__Material provided__:
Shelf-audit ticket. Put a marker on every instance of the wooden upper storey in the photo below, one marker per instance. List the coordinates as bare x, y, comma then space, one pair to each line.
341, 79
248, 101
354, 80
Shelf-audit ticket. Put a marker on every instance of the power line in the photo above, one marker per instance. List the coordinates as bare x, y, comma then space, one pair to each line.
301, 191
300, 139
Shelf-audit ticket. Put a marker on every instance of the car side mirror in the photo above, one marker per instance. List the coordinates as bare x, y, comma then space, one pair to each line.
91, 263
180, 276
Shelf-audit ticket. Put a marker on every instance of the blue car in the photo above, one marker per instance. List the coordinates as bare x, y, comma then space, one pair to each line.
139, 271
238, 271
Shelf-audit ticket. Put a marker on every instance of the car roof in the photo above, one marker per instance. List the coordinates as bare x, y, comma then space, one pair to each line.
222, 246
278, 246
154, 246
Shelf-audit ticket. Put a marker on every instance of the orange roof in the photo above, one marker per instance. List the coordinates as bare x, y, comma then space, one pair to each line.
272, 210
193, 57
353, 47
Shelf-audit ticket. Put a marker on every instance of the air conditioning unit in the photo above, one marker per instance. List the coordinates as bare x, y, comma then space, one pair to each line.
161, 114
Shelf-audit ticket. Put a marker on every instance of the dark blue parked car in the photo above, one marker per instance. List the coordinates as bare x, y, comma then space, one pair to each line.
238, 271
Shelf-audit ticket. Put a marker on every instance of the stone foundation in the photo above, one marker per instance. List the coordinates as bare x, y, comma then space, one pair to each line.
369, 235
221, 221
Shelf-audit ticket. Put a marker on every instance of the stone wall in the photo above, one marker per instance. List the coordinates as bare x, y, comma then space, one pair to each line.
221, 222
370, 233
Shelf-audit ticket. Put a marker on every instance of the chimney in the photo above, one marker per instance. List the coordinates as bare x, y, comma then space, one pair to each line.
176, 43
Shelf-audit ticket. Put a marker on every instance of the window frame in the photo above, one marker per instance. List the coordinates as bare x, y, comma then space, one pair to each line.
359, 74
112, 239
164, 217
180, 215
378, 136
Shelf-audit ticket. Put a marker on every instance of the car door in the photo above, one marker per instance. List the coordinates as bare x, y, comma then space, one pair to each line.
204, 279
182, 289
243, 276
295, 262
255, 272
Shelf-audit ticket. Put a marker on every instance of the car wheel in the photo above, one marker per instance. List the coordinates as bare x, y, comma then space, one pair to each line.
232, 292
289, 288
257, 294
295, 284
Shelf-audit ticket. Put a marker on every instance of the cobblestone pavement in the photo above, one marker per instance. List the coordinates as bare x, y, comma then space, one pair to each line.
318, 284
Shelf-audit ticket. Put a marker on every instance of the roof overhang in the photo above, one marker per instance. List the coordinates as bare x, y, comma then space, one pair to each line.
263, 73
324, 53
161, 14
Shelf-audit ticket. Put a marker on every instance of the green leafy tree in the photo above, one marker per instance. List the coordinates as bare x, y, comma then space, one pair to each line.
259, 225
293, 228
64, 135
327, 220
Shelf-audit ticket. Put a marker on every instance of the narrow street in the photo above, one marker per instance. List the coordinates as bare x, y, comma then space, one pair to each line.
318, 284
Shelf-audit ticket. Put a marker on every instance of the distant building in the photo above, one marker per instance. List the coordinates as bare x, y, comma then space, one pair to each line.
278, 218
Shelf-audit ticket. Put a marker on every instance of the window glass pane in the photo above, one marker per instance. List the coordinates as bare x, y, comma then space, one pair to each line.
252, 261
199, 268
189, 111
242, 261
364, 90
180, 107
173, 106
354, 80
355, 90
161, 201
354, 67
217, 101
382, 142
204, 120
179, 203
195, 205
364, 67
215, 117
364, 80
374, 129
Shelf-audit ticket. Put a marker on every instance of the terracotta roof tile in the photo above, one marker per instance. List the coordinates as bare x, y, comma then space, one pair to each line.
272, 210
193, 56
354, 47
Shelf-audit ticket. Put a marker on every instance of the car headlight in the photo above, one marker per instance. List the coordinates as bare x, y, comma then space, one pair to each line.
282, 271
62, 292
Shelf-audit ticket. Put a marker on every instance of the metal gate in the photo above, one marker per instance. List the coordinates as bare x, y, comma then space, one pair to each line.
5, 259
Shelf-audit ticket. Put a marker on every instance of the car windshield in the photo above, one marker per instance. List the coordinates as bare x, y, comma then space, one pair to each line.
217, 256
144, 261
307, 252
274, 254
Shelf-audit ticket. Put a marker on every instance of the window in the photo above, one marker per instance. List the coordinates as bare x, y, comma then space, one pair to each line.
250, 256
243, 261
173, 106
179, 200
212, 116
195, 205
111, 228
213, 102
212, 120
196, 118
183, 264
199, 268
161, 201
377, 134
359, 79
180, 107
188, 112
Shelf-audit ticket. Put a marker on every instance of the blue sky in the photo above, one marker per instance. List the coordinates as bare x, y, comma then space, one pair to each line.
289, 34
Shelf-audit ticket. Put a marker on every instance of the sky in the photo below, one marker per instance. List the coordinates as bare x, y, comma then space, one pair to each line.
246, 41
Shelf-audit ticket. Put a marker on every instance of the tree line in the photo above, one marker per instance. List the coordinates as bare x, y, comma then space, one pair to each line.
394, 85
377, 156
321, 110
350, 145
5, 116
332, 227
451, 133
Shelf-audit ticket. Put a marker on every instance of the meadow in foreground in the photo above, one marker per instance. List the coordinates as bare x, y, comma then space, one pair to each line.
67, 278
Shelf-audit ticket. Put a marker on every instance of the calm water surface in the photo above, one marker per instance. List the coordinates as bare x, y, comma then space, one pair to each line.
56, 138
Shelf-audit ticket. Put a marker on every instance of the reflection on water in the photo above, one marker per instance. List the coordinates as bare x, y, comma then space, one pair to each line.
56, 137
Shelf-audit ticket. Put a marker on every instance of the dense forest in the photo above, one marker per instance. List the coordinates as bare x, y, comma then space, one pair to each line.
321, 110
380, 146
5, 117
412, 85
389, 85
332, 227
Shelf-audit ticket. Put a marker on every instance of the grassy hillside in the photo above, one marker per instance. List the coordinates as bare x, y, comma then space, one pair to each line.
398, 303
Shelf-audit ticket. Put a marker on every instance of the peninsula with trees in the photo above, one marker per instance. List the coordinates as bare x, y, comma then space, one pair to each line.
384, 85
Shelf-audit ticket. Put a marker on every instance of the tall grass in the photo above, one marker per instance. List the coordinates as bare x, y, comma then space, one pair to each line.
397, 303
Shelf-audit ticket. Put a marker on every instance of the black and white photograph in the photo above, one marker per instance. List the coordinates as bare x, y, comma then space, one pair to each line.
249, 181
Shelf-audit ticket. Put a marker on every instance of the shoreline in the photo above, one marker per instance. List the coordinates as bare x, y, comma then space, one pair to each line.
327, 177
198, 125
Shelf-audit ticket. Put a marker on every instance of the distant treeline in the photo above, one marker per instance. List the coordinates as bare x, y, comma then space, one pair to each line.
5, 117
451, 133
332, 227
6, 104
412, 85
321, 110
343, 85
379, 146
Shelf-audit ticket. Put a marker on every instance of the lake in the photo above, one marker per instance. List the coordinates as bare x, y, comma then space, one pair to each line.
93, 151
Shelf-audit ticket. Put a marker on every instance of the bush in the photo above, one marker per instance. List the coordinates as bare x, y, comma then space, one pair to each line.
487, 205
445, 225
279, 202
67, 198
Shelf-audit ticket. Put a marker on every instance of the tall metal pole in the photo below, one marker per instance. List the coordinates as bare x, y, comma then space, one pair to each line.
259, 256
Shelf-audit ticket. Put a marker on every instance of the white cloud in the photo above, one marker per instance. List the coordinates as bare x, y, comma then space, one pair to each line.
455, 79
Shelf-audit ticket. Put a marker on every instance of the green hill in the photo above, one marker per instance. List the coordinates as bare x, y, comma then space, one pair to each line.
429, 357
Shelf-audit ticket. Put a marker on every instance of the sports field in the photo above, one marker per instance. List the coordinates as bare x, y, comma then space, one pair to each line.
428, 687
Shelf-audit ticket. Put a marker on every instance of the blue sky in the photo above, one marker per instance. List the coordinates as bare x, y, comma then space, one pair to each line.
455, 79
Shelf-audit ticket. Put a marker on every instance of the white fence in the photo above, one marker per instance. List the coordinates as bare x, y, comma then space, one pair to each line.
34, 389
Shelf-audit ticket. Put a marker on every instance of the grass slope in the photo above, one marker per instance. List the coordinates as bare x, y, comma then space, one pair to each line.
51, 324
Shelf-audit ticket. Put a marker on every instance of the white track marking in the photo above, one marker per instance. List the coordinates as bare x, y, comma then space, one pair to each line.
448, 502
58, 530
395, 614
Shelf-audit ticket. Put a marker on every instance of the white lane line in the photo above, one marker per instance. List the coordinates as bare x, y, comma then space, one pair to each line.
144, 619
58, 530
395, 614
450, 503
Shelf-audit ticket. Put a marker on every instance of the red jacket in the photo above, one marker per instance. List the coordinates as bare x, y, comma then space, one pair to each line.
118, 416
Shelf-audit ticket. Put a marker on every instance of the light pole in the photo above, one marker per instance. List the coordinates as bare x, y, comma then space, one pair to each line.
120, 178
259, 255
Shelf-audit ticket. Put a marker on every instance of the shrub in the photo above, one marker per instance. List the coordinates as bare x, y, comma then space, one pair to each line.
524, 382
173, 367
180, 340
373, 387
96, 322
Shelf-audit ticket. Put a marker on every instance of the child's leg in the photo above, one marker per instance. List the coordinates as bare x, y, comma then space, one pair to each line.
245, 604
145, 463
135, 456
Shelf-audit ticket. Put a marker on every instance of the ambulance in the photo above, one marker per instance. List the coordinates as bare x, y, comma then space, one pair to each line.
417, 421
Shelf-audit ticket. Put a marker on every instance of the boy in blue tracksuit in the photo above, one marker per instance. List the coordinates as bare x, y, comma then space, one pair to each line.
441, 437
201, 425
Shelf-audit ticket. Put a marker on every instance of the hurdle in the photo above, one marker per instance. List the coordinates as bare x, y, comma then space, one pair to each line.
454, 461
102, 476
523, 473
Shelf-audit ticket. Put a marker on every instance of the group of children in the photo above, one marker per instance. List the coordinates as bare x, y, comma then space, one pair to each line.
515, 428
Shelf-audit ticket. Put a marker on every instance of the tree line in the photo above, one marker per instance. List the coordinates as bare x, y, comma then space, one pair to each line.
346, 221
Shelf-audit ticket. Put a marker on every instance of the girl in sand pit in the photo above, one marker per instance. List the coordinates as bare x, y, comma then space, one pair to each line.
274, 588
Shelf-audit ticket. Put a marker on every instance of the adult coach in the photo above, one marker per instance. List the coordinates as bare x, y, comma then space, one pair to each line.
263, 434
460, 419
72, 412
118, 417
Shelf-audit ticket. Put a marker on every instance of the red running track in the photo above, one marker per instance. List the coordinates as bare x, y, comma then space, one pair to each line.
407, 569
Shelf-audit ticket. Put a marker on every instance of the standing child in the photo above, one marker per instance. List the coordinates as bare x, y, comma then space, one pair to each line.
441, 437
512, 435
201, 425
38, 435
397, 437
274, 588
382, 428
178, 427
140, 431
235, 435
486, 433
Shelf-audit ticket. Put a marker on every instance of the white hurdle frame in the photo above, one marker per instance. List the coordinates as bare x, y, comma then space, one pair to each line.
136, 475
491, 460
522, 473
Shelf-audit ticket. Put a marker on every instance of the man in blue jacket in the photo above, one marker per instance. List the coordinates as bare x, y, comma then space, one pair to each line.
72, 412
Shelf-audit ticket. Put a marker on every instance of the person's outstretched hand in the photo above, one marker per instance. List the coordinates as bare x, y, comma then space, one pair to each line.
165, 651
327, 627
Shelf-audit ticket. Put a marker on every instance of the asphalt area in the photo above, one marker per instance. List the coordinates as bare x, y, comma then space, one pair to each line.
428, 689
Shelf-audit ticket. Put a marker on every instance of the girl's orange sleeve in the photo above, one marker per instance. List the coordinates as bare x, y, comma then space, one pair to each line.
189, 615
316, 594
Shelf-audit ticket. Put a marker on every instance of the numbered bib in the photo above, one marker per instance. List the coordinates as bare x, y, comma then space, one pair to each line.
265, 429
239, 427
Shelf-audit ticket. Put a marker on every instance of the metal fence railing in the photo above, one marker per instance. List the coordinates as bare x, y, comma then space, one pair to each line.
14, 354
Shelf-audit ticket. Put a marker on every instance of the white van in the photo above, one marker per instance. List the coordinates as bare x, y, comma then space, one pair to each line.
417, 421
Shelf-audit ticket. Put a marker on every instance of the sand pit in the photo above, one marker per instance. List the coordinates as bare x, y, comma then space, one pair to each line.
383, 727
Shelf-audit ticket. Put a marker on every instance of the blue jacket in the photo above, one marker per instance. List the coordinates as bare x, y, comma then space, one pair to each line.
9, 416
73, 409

__Exercise goal__: Return the line where "the metal fence" appears, then every line after it to the end of the listing, all exactly as written.

__Answer box__:
Shelf-audit ticket. Put a marker on every instance of the metal fence railing in the photo above, one marker per instance. List the coordinates as bare x, y, comma then space, one pair to each line.
14, 354
Shelf-audit ticket. Put a marker on every instance of the white van in the photo above, one marker per instance. List the coordinates as bare x, y, comma then space, one pair to each line.
417, 421
Shelf-audit ticket. Put a marker on every instance of the sand pit in the photo above, one marker per instance. List the coordinates as bare x, y, comma then space, one pair to each line.
383, 727
Shelf-audit ticket. Put a marker on every instance of the blue jacket in the photo above, one marker per instance. List the coordinates as bare x, y, comma then space, one pair to each line.
9, 416
73, 409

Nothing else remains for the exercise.